TO BE DONE. Your task is to repeat the entries word for word while leaving out the pictures.

DATASET RECORDS.
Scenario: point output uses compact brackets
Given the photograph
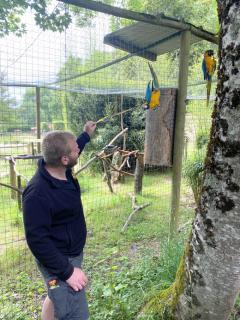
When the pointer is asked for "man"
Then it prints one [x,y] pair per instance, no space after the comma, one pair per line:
[55,226]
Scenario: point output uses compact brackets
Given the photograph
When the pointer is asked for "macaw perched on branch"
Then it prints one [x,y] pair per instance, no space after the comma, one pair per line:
[152,96]
[208,67]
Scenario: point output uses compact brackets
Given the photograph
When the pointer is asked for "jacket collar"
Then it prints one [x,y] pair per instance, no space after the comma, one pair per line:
[56,183]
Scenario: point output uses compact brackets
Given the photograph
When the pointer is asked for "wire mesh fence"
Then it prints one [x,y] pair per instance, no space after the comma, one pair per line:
[69,78]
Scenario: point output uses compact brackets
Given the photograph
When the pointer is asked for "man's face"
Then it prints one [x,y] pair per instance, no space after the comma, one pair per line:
[73,156]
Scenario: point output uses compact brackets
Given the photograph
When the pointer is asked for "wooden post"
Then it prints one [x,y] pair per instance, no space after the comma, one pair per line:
[38,119]
[179,130]
[19,198]
[13,179]
[139,174]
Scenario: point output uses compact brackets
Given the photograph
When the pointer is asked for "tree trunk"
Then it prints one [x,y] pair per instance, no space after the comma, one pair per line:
[208,279]
[159,131]
[138,176]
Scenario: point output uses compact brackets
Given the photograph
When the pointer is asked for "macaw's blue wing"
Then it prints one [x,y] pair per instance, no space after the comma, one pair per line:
[154,77]
[204,69]
[148,92]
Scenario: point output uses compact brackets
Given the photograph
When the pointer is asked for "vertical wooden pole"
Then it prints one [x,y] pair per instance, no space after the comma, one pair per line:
[139,174]
[13,178]
[179,130]
[38,119]
[19,185]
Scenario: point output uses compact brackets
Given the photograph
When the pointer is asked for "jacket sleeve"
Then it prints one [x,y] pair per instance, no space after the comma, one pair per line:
[37,223]
[82,140]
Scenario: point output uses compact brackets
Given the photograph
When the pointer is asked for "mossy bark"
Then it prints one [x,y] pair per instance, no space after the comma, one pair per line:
[208,279]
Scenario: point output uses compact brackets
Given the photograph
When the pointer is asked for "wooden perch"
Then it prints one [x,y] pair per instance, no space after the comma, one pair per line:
[106,163]
[102,151]
[135,208]
[11,187]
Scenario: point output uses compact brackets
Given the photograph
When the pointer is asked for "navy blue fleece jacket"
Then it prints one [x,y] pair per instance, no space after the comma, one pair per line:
[54,222]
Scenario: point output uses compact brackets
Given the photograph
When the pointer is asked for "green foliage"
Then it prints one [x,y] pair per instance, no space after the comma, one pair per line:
[12,11]
[58,125]
[127,285]
[193,173]
[202,139]
[7,113]
[57,19]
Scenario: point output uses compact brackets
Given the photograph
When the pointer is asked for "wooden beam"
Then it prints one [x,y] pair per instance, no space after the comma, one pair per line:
[160,19]
[179,130]
[38,118]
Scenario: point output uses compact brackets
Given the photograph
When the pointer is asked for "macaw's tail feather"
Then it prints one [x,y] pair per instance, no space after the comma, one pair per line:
[209,84]
[154,77]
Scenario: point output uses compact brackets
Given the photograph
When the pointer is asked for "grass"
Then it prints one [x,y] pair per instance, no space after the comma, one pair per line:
[121,266]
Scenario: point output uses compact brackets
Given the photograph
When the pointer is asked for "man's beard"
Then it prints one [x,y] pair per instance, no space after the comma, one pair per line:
[71,163]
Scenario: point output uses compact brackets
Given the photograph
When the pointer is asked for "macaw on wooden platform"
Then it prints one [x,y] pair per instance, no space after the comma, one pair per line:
[208,68]
[152,96]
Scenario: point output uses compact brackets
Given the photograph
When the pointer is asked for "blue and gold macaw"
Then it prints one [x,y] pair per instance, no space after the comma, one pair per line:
[152,96]
[208,67]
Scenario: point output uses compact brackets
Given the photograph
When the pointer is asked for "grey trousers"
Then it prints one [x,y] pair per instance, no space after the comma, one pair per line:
[68,304]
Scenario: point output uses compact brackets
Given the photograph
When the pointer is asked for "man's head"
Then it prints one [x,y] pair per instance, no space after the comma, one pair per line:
[60,148]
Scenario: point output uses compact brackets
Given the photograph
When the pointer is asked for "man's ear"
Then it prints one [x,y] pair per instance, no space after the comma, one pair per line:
[64,160]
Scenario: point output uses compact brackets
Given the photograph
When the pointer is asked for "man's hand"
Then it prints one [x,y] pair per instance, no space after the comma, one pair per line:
[90,127]
[78,280]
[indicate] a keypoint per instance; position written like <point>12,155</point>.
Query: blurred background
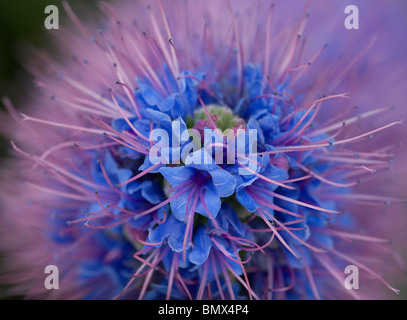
<point>22,21</point>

ANSWER BELOW.
Scenario: point output uses compact brackets
Given the photograph
When the pointer is asked for "man"
Then it prints one [x,y] pair per instance, no space after the comma, one pair per line:
[55,226]
Scenario: point output uses compact brackets
Given the photograph
When the pointer is asked for "macaw perched on branch"
Then it prints one [x,y] pair per instance, no space after the comma, one pair per line:
[152,96]
[208,67]
Scenario: point output uses compact brackets
Given the photograph
When the pointer is asked for "jacket collar"
Then it prints one [x,y] pair per instance, no space after the comma, one pair per line:
[56,183]
Scenario: point output uses compact brackets
Given the photograph
When the pointer is asked for "wire mesh fence"
Then it prints one [x,y] pair per instance, no space after the comma, one pair per line:
[69,78]
Scenario: point output uses compact brackets
Given the photograph
When the pointer is asked for "man's face"
Then it prints one [x,y] pair per instance, no space after the comma, one pair per line:
[73,156]
Scenario: point output uses compact brackets
Given the photograph
When the pointer is asked for "wooden post"
Then it prints one [x,y] pair per instance, no space after the comma, one pair per line:
[38,119]
[179,130]
[19,198]
[13,179]
[139,174]
Scenario: point output uses compact brackets
Given the photograph
When the pointer is asked for "tree trunk"
Then it prints one [x,y] pair per instance, no space after the comma, one pair per line:
[208,279]
[159,131]
[138,176]
Scenario: point output uses compact brackets
Given the photograph
When the pointer is asked for "macaw's blue wing"
Then it prints one [x,y] pair per instance, no space after the comma, one pair per line:
[154,77]
[204,69]
[148,92]
Scenario: point output uses compact brackets
Given the photograph
When the pointer is asked for "vertical wooden pole"
Then it prints one [x,y] pair per instance, no space after the comma, one pair per line:
[139,174]
[13,178]
[179,130]
[38,119]
[19,185]
Scenario: point output uses compact brackets
Given the photograph
When the pointer is asked for "jacket sleeve"
Then it prints one [x,y] pair per instance, no space after the comma, one pair per line:
[37,223]
[82,140]
Scenario: point output uses compact brackets
Given the photograph
When the pointer is asked for "mossy bark"
Then it prints one [x,y] pair per instance, no space after the comma, one pair per line:
[208,279]
Scenario: point output uses compact brackets
Given the photograph
When the pointer is asked for "wooden perch"
Then it prints one [x,y] pair per instance, no space after the comma, one pair per line:
[106,163]
[102,151]
[135,208]
[11,187]
Scenario: point output uses compact brackets
Given the photograph
When the pointer is asked for "navy blue fleece jacket"
Then it prints one [x,y] pair per instance, no space after the comma, one pair per line:
[54,222]
Scenario: point output uses compact brackets
Given the photograph
When the pointer is asked for "green foliage"
Then it prints one [x,y] pair per instance, no space after the comma, one pair per line:
[12,11]
[58,125]
[127,285]
[193,173]
[202,139]
[7,113]
[57,19]
Scenario: point output uses compact brackets
Given the photograph
When the pointer is asked for "wooden beam"
Then it prints one [x,y] pair per instance, no space after the comma, one pair per line:
[160,19]
[179,130]
[38,118]
Scenario: point output uses compact brackets
Given the photograph
When the pointer is asked for "macaw's tail feather"
Then it prints one [x,y] pair per instance, no space after the comma, one pair per line:
[209,84]
[154,77]
Scenario: point output uses compact brackets
Given the photograph
When the pointer is asked for "grass"
Then it prints one [x,y] pair per instance, no space after the comma, one pair per line:
[121,266]
Scenario: point output uses compact brackets
Given the photograph
When the pointer is asked for "man's beard"
Then it prints one [x,y] pair per instance, no space after the comma, one pair per line:
[71,163]
Scenario: point output uses compact brackets
Given the photograph
When the pointer is asked for "macaw on wooden platform"
Then it prints one [x,y] pair per instance, no space after the comma, one pair per line:
[208,68]
[152,96]
Scenario: point output uses compact brackets
Given the photograph
When the pointer is asked for "blue and gold macaw"
Then it prints one [x,y] pair per instance, no space after the comma, one pair per line:
[152,96]
[208,67]
Scenario: point output uses compact brackets
Given the photograph
When the pointer is asked for "grey trousers"
Then it prints one [x,y] pair per instance, no space after the comma, one pair per line:
[68,304]
Scenario: point output uses compact brackets
Given the photograph
When the pointer is asked for "man's head"
Then it prints one [x,y] pair per instance, no space after the comma, one pair per line:
[60,148]
Scenario: point output uses compact brackets
Given the photograph
When the pointer is asked for "man's ear"
Then it prints one [x,y] pair per instance, no space after the comma, one pair per line:
[64,160]
Scenario: point output uses compact brackets
Given the photograph
When the pointer is asked for "man's hand"
Then it prints one [x,y] pair per instance, no space after the comma, one pair per line:
[90,127]
[78,280]
[indicate] a keypoint per instance; position written like <point>12,155</point>.
Query: blurred background
<point>22,21</point>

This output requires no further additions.